### Reading text

At the portfolio level, HGT’s NAV growth over the quarter century has been equally impressive, compounding at 13.8% annually, the best in its peer group. That consistency has underpinned confidence, helping narrow discounts and support share price compounding over time. Risks remain though. Valuations in software remain demanding, with the top 20 holdings currently valued at more than 26× EBITDA, and gearing is relatively high. A significant earnings slowdown or sustained borrowing costs could also weigh on performance. But its record of realisations at premiums and specialist expertise continue to support the case.
III, by contrast, has followed a far bumpier path. Ranked fourth overall with 13.4% annualised share price returns over 25 years, which equates to nominal growth of £253,581 or real growth to £137,071, its performance has been shaped by a mix of evergreen ownership, realised exits and a growing asset-management arm. Yet its concentrated portfolio and distinctive style contributed to some of the highest volatility and drawdowns in the group. Gains were uneven, with the bulk of returns delivered only in the last 10 – 15 years.
The pivotal turning point was its 2011 acquisition of Action, a large discount retailer, that has since become its crown jewel. And from 2013 onwards, III’s NAV growth accelerated and sentiment improved, narrowing the discount and propelling share price returns. The contrast with earlier years is stark: between 2000 and 2011, III’s NAV rose 46% but the share price barely moved (+3.4%), reflecting a persistently wide discount. Since the Action deal, share price returns have surged 2,352.8%, supported by NAV growth of 1,263.9%. Together, these gains account for almost the entirety of its 25-year share price return of 2,435.8% (13.4% annualised).
Action has clearly done the heavy lifting, contributing to the majority of III’s returns. That said, the managers have done well elsewhere, notably in their 30% stake in 3i infrastructure (3IN) and its two public private partnership funds, which have provided steadier income streams and helped diversify the portfolio beyond pure private equity.

### Task list
1. Rewrite the passage on HGT and III starting with "Action has clearly" and going on through "pure private equity.", using "more reliable income streams" in place of "steadier income streams".
2. Answer these questions from the passage on HGT and III.
(a) At what annual rate has HGT's NAV compounded?
(b) In what year did III acquire Action?
(c) What size of stake do III's managers hold in 3i infrastructure?
The material that follows comes from a different source.

### Recorded data
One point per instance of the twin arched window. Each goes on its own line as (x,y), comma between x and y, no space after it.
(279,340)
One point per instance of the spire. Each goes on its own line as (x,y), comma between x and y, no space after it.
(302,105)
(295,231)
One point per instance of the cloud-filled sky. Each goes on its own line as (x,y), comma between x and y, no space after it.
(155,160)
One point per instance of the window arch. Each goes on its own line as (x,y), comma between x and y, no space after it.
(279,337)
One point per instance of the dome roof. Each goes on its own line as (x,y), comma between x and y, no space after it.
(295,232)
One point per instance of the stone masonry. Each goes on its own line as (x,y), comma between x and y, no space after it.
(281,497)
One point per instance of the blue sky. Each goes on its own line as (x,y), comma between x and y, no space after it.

### Solutions to each task
1.
Action has clearly done the heavy lifting, contributing to the majority of III’s returns. That said, the managers have done well elsewhere, notably in their 30% stake in 3i infrastructure (3IN) and its two public private partnership funds, which have provided more reliable income streams and helped diversify the portfolio beyond pure private equity.

2.
(a) 13.8%
(b) 2011
(c) 30%